▼▼▼

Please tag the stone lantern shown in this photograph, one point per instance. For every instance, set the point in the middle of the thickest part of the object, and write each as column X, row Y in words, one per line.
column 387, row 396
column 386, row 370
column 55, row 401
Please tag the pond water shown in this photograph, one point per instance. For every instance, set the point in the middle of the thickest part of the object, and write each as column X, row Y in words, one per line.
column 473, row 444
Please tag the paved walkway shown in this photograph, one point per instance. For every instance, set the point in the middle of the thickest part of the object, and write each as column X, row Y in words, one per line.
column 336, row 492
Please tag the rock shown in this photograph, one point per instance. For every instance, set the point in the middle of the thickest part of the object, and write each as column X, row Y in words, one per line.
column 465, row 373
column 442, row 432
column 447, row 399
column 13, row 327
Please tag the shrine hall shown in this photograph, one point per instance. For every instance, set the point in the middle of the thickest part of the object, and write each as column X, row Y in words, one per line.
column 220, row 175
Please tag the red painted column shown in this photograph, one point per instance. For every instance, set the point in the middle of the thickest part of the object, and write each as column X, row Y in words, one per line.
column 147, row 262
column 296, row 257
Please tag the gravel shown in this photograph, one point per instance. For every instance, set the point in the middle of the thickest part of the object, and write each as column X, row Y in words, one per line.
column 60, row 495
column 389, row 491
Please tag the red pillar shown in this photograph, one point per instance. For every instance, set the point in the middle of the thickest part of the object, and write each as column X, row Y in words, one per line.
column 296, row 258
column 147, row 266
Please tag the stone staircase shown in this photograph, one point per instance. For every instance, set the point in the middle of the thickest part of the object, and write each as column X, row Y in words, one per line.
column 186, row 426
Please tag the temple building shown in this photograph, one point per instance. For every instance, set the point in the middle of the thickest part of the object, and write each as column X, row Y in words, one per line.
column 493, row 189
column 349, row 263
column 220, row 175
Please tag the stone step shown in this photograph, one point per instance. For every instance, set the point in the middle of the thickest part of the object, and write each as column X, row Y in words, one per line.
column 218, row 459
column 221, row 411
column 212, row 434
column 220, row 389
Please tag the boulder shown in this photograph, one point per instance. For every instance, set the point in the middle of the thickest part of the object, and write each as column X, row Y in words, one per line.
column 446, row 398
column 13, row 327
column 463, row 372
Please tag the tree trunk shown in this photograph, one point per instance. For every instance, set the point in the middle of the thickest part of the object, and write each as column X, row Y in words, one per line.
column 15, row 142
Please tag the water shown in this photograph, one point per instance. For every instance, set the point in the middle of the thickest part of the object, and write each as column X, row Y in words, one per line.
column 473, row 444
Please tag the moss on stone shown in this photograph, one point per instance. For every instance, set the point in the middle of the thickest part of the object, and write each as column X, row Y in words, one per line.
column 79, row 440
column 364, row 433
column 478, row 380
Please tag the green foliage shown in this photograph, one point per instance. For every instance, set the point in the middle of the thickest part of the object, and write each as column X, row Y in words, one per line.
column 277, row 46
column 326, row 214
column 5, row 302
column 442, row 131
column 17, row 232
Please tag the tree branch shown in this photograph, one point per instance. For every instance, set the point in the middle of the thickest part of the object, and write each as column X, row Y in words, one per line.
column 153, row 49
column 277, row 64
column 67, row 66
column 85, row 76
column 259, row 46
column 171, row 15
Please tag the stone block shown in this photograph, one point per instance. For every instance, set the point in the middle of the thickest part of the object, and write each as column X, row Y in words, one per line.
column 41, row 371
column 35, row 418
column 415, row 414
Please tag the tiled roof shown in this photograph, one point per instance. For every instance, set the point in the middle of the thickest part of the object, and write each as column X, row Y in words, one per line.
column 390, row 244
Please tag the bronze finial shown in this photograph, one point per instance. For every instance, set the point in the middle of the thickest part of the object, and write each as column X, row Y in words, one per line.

▲▲▲

## EXERCISE GOAL
Repeat the material word for word, in full.

## THE COMPLETED TASK
Please tag the stone lantern shown in this photograph, one point per instance. For every instance, set the point in the middle of the thickest part of the object, and write each as column X, row Y in words, one per line.
column 387, row 396
column 386, row 370
column 55, row 401
Please tag the pond water shown in this photograph, one point per instance. For every instance, set the point in the middle of the thickest part of the object, and write each as column X, row Y in words, one per line.
column 473, row 444
Please tag the paved walkway shown in this photograph, one point per instance. For every instance, set the point in the middle of the thickest part of the object, and write each as column X, row Y in words, one per line.
column 336, row 492
Please tag the rock shown in this photograph, one point per instance. For every instance, set the point in the middle of the thickest part of the object, and write each as column X, row Y in words, one per line.
column 465, row 373
column 442, row 432
column 447, row 399
column 13, row 327
Please tag the shrine hall shown in this photograph, one point per instance. For every instance, set the point in the middle of the thickest part of the object, and write each as column X, row Y in words, one per line.
column 220, row 175
Please tag the red painted column shown in this photograph, one point per instance. For every instance, set the point in the middle of the thickest part of the object, and write each as column X, row Y in words, one per line.
column 147, row 262
column 296, row 257
Please tag the gravel shown in this photograph, one point per instance. For every instance, set the point in the middle of the thickest part of the object, and write each as column X, row Y in words, one per line.
column 60, row 495
column 389, row 491
Please tag the red pillar shown in this photograph, one point per instance. For every instance, set the point in the middle of the thickest part of the object, and write each as column X, row Y in words, one per line.
column 296, row 258
column 147, row 266
Please tag the stone staircase shown in this photograph, one point per instance. For every instance, set the point in the middle of the thickest part of the object, and write each as column X, row Y in words, one per line.
column 186, row 426
Please tag the temple building shown in this photograph, one point per instance. For every instance, set the point in the middle of the thickest part of the object, and write each as column X, row Y in words, one per line.
column 493, row 189
column 349, row 263
column 220, row 175
Please tag the stone step shown in this photograph, one point per instance. For every instance, set the point in the middle of the thickest part of the object, and write each as column X, row Y in words, one per line.
column 218, row 459
column 221, row 411
column 212, row 434
column 220, row 389
Please tag the boulder shown in this photograph, one point per instance. For every instance, set the point in the middle of the thickest part of the object, and write each as column X, row Y in words, one per line.
column 446, row 398
column 13, row 327
column 463, row 372
Please tag the tree trunk shown in this photograph, one point per instance. For every instance, set the point in the middle of the thickest part of the object, and write each as column X, row Y in words, one per line.
column 15, row 142
Please tag the water shown in this photograph, one point per instance. For every instance, set the point in the middle of the thickest part of the object, and write each as column X, row Y in words, one per line.
column 473, row 444
Please tag the moss on stone shown in this photograph, one point per instance. For every instance, set the point in the middle of the thickest part of the object, and write each as column X, row Y in words, one per line.
column 79, row 440
column 364, row 433
column 478, row 380
Please tag the green foliage shown in this photograph, one point per instance. For every instance, set the point in the middle of the thickest part of the object, and write each as column X, row Y in words, one per line.
column 277, row 46
column 326, row 214
column 5, row 302
column 442, row 131
column 17, row 232
Please tag the tree branch shown in this photograph, one point per instance. For every instance, set the point in the middle of the thickest part of the object, and write each as column X, row Y in words, one per line.
column 153, row 49
column 277, row 64
column 67, row 66
column 85, row 76
column 259, row 46
column 171, row 15
Please tag the stone block shown in this photograph, one point per instance. For every instance, set the point in the middle of the thickest part of the object, and write each as column X, row Y in words, one per line.
column 41, row 371
column 35, row 418
column 415, row 414
Please tag the tiled roof shown in this photograph, one point per instance. For every instance, set the point in the middle of the thickest part of the object, and write each as column X, row Y in words, one per line.
column 390, row 244
Please tag the bronze finial shown in this photograph, one point per instance. For every instance, set the point in the middle of the thickest part of the object, and write each as column X, row Y in words, one per line.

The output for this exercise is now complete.